[Text shown]
%%
Building a Roadmap to Cognitive QA

I’ve previously written about the value of analyzing software repositories to improve testing. It’s part of the journey to what Sogeti terms Cognitive QA, which leverages self-learning and analytical technologies to test and assure the quality of increasingly smart products and applications.

Although test automation and the application of statistical techniques are already part of agile testing and DevOps models, Cognitive QA, with its inherent analytics and smart technology, goes much further. It digs far deeper into the steadily proliferating data volumes in the modern software lifecycle.

But even if you recognize the value of applying analytics to improve testing, there’s now so much data that it’s difficult to know where to start the journey. That’s why we’ve developed a Roadmap and accompanying Rules of the Road to help our clients move forward with confidence to a new world of smart QA and Testing.

From Proof of Value to Operationalization

The Roadmap has two distinct phases: a Proof of Value followed by Deployment, Maintenance & Refinement. The Rules of the Road establish a set of procedures and best practices for implementing Cognitive QA. This is wholly a data-driven approach in the knowledge that data drives most of the activities, results, accuracy, etc.
%%
[Given exercise 1]
Return every line of the listing below that contains the string "integer", and treat uppercase and lowercase letters as different.

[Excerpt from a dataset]
%%
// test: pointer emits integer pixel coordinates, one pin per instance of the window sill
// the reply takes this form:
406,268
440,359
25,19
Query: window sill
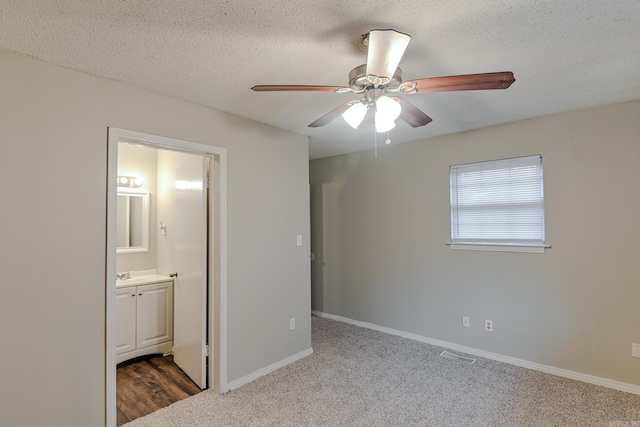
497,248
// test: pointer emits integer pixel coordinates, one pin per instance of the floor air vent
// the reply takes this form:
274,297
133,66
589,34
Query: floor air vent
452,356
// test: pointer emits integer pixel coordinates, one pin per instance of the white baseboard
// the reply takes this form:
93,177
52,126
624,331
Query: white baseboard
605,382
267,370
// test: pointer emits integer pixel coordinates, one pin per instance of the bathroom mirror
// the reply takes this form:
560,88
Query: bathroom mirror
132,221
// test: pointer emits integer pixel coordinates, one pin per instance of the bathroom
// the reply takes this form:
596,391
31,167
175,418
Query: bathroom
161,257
%%
%%
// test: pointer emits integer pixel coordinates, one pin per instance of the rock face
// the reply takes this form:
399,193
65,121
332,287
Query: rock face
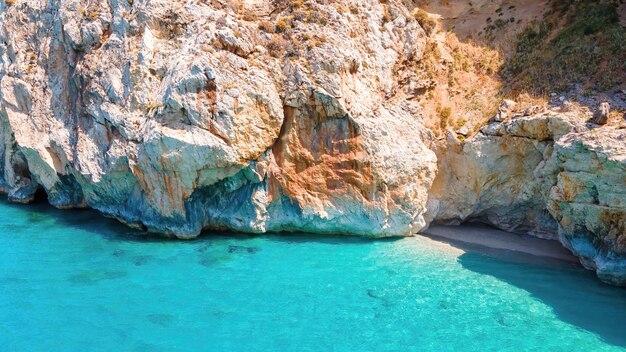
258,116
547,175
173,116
%%
[Given exercise 2]
Go on with the piece about the roadmap to Cognitive QA, picking up right after its last sentence.

[Task answer 1]
// test: pointer emits integer pixel coordinates, one pin per instance of the window sill
// test: pointer emits integer pixel coordinates, one pin per instance of the floor air vent
// test: pointer emits integer pixel coordinates, one pin per instance of the white baseboard
// test: pointer emits integer pixel coordinates, one pin per instance of the bathroom mirror
// test: pointer emits integer pixel coordinates, one pin per instance of the bathroom
// test: pointer emits integer pixel coordinates, one pin per instance of the rock face

[Task answer 2]
In the following Roadmap stages undertaken jointly by Sogeti and our clients, Weeks 1 – 8 form the Proof of Value (PoV), while Week 9 onwards takes QA and Testing into planning for operationalizing the PoV into production.

  • Week 1: Are we analytics ready?
    To move ahead on this journey you need to know what data is available (test, development, operations, customer insight) and identify what additional information is required. This stage is an opportunity to identify the rules to be implemented, attributes from repositories to be collected, and scope of work for the project going forward.
  • Weeks 2-3: Data collection and preparation
    The success of Cognitive QA depends on the quality of the data being analyzed. This stage identifies missing, duplicate, incomplete data and fixes missing records. It refines the data rules, such as identifying riskier files with higher design complexity, and links them with the data collected.
  • Weeks 4-5: Modeling Cognitive QA rules
    The objective here is to derive statistical insights before modeling and implementing the rules using an analytical package. The models can be further tested and refined as required to produce graphs, trends, outliers, models and recommendations for after the rules are applied.
  • Weeks 6-8: Validation and reporting
    The recommended results are validated by a subject matter expert using an eye balling technique, quality metrics are applied, and benchmarking is carried out ahead of a set of recommendations (e.g. prioritized test lists) being put forward into possible deployment.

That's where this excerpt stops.